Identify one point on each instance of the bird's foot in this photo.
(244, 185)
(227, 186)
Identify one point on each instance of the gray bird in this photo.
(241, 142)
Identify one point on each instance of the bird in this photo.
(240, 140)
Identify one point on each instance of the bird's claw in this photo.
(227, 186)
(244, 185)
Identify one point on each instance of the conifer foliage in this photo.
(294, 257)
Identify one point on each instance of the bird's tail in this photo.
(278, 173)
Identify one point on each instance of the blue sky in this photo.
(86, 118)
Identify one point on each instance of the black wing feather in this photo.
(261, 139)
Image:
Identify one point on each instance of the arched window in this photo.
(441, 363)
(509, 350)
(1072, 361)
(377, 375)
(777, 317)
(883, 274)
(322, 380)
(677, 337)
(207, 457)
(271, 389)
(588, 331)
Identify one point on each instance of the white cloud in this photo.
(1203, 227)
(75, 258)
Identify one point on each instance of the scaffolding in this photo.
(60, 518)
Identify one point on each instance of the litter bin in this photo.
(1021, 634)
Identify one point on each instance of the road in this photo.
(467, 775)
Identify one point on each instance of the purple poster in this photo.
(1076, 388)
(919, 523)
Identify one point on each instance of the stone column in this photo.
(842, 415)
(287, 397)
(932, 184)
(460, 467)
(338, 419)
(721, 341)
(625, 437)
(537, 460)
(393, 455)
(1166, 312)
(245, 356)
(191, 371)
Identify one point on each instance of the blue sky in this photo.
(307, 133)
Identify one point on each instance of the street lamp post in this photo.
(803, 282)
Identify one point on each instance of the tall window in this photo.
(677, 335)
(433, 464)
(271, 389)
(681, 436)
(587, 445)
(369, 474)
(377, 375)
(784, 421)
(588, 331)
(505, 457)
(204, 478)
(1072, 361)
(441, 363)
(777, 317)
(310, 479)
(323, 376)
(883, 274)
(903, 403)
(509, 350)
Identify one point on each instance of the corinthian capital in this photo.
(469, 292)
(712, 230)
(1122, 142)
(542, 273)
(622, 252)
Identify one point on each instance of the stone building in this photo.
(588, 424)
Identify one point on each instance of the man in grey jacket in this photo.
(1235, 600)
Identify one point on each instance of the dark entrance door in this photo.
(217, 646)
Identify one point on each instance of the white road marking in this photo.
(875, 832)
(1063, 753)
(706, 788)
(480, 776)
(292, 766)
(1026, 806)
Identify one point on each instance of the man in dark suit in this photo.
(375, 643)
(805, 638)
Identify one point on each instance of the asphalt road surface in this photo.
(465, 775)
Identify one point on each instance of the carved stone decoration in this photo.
----------
GIVEN TASK>
Rewrite the lines above, changing every "one point" to "a single point" and leaving the rest as it is.

FINAL RESULT>
Identify a single point on each instance of the bird's foot in this photo.
(244, 185)
(227, 186)
Identify a single point on each instance of the gray bird in this photo.
(241, 142)
Identify a single point on each instance of the bird in this photo.
(240, 140)
Identify a single point on each instance of the bird's claw in this photo.
(227, 186)
(244, 185)
Identify a single point on each instance of the conifer foliage in this photo.
(294, 257)
Identify a single point on each instance of the bird's tail in this photo.
(278, 173)
Identify a single point on each instance of the blue sky in this photo.
(86, 118)
Identify a single point on each instance of the black wing feather in this photo.
(261, 139)
Image:
Identify a single point on each instance of the arched window in this photo.
(441, 363)
(509, 350)
(1072, 361)
(377, 375)
(777, 317)
(883, 274)
(322, 380)
(677, 337)
(207, 457)
(271, 389)
(588, 331)
Identify a single point on each instance of the white cloud in this photo.
(1203, 227)
(75, 258)
Identify a single point on each instance of the scaffolding in this photo.
(60, 518)
Identify a single point on each instance of the litter bin in this photo.
(1021, 634)
Identify a single point on each instance of the road in this photo.
(467, 775)
Identify a single point on each instance of the purple poster in this photo.
(1076, 388)
(919, 523)
Identify a single point on each instance of the stone column in this photo.
(842, 415)
(287, 397)
(932, 184)
(460, 467)
(338, 419)
(721, 341)
(625, 437)
(537, 460)
(393, 455)
(1166, 312)
(245, 356)
(191, 371)
Identify a single point on each instance of the blue sky in this photo.
(307, 133)
Identify a single point on each instance of the street lamp post in this photo.
(803, 282)
Identify a single point on each instance of the tall window in this photo.
(677, 335)
(433, 464)
(271, 389)
(681, 436)
(587, 445)
(369, 474)
(377, 375)
(784, 421)
(588, 331)
(505, 457)
(204, 478)
(1072, 361)
(441, 363)
(777, 317)
(310, 479)
(323, 376)
(883, 274)
(903, 403)
(509, 350)
Identify a single point on each instance of the corinthian capital in this photo.
(469, 292)
(712, 230)
(1122, 142)
(542, 273)
(622, 252)
Identify a single point on each instance of the stone building in this photo.
(588, 424)
Identify a single point on each instance of the man in grey jacket in this photo.
(1235, 600)
Identify a single point on each instance of the dark entrance door in this photo.
(217, 646)
Identify a single point on each instance of the white road marking in this photo.
(875, 832)
(1063, 753)
(706, 788)
(480, 776)
(292, 766)
(1026, 806)
Identify a single point on each instance of the man in dark suit in this photo.
(375, 643)
(805, 638)
Identify a single point on each instance of the asphalt road surface in this photo.
(465, 775)
Identify a single point on each instance of the carved stone decoration in this photo.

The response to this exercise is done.